■ WORKING DATA:
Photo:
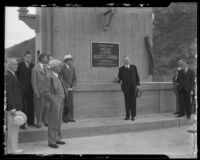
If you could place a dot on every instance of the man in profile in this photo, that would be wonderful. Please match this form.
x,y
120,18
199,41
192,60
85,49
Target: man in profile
x,y
24,76
175,84
186,89
130,83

■ WHAT YOU WILL DO: Rewrite every line of the records above as a numbered list, skipping blank lines. Leave the pictures out.

■ SOLUTION TO THE PROBLEM:
1. Photo:
2. If you could place a dot on every instance of the man in profile in this photo, that would be wonderful. Please match this form.
3. x,y
4. 120,18
5. 199,41
6. 192,60
7. 85,49
8. Target: man in profile
9. x,y
10. 24,76
11. 175,84
12. 186,89
13. 130,83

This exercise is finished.